Which lines in the records below contain the word "door"? Find each one and copy it out in full.

§ **Records provided**:
------------------------------------------------------------------------

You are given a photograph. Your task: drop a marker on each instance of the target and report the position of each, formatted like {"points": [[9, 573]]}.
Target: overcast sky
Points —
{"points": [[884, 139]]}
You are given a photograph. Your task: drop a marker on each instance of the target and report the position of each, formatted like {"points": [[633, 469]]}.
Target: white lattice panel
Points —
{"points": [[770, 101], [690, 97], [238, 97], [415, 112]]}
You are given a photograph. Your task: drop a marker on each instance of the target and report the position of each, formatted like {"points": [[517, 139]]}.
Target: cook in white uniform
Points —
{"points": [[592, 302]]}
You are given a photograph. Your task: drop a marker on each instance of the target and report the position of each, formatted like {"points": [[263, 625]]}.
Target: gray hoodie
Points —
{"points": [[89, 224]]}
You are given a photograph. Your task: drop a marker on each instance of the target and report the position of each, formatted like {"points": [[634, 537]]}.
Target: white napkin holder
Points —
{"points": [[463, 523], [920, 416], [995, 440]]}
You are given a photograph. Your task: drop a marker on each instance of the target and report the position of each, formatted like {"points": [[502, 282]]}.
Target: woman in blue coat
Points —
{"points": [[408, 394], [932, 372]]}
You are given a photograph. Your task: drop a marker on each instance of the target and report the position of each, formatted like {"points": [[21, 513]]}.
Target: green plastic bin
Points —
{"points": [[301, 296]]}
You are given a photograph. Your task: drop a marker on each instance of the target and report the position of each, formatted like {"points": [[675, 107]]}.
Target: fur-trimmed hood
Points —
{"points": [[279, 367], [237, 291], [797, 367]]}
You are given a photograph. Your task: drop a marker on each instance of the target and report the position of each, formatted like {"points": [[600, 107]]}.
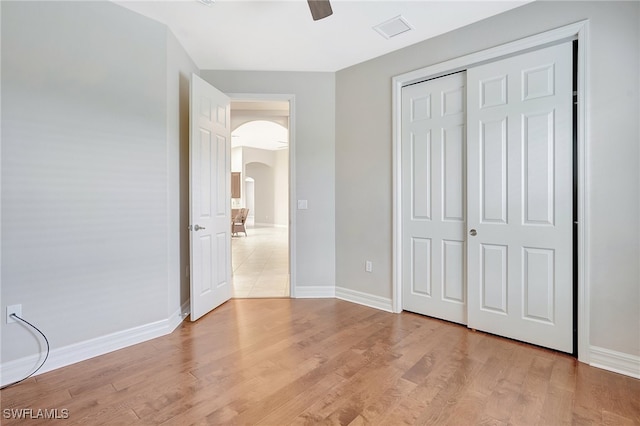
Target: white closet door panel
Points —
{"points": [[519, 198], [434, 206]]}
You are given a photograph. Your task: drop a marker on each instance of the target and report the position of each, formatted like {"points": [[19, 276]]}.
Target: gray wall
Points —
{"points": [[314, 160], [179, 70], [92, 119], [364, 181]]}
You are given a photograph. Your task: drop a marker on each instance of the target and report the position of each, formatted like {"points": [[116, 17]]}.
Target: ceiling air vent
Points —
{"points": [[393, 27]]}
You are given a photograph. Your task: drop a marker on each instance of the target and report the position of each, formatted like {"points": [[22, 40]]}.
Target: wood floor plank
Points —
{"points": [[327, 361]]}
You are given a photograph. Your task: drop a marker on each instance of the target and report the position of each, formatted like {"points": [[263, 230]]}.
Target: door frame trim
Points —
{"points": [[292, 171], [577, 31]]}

------------------------------------------------------------------------

§ **Solution to the exercise**:
Target: white closet door panel
Target: door frame trim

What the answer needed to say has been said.